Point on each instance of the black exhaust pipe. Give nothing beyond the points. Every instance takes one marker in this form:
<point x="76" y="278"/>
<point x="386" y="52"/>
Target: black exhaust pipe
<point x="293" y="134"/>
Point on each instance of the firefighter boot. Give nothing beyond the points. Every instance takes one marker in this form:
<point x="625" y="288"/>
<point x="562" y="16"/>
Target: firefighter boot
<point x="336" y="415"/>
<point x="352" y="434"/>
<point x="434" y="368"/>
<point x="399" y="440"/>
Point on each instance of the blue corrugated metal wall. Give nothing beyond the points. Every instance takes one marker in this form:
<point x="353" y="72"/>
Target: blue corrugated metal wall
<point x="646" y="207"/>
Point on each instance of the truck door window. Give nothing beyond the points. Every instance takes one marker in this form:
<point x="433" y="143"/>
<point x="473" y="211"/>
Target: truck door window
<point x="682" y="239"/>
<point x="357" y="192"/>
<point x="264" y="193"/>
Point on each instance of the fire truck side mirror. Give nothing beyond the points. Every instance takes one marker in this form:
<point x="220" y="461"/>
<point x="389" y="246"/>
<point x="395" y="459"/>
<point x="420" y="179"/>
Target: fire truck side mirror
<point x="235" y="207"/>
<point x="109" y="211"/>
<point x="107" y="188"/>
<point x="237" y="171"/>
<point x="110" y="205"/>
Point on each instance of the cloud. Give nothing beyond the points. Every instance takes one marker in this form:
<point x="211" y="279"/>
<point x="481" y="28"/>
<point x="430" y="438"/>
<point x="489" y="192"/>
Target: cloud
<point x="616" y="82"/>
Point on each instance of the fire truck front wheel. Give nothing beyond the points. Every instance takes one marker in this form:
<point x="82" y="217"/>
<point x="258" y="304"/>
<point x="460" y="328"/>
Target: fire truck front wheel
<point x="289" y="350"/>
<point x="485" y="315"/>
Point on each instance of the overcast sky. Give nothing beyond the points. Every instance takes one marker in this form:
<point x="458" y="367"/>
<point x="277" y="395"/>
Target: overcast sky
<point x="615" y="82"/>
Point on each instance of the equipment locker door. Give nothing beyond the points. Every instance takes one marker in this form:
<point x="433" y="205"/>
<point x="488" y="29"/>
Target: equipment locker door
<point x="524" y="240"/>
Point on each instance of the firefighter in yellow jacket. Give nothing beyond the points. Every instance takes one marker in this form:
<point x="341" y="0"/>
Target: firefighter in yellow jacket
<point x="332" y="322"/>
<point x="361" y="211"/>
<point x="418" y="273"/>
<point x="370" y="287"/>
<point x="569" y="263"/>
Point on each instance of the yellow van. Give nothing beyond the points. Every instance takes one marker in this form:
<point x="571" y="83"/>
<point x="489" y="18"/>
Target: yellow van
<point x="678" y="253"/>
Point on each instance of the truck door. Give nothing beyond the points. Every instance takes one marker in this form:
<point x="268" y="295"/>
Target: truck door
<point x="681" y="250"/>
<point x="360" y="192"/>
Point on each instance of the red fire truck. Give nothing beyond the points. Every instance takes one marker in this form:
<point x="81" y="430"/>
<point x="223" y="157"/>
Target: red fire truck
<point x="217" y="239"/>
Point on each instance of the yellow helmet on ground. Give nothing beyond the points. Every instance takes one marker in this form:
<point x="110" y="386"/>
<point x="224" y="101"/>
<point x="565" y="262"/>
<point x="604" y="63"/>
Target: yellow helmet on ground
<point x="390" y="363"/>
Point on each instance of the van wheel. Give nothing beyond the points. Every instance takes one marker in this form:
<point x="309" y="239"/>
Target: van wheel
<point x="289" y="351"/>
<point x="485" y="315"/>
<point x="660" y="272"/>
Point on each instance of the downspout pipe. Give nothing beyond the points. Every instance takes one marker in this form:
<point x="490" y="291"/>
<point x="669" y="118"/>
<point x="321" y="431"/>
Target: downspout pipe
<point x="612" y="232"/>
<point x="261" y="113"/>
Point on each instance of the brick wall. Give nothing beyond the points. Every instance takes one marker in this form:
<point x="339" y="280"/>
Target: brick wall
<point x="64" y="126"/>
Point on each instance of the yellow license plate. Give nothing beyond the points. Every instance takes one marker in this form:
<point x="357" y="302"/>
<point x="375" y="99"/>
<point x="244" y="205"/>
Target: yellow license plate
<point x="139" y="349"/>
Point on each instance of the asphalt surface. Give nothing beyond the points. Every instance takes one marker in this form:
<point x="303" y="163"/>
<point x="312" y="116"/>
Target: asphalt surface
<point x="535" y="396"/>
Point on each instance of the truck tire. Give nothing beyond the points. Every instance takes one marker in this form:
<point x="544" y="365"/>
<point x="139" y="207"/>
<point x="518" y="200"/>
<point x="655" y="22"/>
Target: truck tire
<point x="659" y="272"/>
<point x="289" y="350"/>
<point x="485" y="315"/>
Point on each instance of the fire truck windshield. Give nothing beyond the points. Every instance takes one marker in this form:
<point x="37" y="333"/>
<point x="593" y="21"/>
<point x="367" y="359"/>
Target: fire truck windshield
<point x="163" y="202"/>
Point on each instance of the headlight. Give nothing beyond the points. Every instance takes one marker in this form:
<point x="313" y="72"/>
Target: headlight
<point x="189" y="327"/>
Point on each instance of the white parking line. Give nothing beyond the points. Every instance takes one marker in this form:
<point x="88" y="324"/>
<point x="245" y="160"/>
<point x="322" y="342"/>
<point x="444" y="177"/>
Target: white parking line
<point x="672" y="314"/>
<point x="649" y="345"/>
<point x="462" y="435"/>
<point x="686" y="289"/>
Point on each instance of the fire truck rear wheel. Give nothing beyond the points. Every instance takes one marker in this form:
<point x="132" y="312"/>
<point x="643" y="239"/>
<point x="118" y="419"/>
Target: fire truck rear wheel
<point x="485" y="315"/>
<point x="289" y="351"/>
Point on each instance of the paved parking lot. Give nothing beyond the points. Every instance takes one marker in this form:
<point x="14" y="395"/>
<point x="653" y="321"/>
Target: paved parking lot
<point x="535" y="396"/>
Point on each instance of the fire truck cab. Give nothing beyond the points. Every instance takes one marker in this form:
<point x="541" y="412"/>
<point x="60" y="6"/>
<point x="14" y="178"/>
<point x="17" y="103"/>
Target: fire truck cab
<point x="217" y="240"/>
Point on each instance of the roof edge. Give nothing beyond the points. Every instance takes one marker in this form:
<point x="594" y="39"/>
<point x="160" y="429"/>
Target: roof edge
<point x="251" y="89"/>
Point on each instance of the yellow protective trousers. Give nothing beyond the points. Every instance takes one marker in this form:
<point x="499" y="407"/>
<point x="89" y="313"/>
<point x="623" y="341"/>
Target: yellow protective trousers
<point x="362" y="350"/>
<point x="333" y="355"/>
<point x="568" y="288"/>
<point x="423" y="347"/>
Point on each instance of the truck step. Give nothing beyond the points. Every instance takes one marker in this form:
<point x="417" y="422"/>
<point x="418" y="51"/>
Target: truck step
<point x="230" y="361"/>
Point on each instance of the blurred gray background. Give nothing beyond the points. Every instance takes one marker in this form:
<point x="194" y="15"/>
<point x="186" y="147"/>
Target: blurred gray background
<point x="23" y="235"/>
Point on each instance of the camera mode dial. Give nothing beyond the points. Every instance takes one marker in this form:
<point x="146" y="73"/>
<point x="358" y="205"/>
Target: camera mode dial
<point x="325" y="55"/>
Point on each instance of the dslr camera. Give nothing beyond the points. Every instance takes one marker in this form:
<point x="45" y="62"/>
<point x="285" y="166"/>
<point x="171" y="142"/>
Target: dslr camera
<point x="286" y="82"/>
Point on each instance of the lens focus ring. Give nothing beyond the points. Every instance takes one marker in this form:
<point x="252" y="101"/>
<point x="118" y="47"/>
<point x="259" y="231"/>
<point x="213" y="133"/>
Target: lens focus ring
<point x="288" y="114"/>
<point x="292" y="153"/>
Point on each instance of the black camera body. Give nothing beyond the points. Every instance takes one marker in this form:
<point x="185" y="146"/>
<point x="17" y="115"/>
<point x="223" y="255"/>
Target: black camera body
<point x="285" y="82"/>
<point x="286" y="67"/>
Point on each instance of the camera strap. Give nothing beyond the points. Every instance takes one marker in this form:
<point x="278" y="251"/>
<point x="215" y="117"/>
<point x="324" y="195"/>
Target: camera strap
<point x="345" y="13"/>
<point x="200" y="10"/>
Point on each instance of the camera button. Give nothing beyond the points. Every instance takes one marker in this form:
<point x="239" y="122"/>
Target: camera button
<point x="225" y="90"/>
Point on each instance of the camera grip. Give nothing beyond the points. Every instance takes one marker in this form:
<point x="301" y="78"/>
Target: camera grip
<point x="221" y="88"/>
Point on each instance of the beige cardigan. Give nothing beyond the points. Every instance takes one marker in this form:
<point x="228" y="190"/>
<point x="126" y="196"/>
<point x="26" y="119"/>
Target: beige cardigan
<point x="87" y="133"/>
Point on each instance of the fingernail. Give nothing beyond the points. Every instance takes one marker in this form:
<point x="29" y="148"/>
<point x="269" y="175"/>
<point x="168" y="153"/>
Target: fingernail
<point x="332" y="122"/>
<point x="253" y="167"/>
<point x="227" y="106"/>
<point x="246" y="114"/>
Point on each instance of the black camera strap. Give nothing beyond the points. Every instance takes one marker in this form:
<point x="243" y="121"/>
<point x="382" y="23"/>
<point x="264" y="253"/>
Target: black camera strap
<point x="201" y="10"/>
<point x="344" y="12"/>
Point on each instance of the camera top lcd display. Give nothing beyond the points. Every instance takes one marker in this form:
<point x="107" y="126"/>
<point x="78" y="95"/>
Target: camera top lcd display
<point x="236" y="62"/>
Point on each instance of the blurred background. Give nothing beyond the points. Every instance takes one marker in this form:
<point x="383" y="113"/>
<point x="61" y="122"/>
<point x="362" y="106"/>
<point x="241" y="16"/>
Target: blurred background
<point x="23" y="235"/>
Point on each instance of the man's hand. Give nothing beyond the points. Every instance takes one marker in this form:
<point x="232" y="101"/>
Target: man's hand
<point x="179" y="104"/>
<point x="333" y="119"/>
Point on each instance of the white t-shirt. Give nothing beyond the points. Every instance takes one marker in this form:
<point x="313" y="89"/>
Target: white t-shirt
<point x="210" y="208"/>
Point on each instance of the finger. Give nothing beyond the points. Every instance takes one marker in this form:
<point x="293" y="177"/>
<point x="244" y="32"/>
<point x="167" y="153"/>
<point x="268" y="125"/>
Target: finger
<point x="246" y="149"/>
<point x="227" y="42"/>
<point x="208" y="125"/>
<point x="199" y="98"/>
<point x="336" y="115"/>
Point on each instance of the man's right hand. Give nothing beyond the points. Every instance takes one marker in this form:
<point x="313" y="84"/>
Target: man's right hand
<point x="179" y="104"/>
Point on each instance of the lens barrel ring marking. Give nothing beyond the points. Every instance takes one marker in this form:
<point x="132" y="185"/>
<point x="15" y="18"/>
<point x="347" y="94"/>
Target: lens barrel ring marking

────────

_EXERCISE DETAILS_
Copy all lines from the material that hold "barrel".

_RESULT OF THIS TASK_
Point on each instance of the lens barrel ring marking. Give nothing beyond the points. Every instance takes one marker in this form:
Target: lens barrel ring marking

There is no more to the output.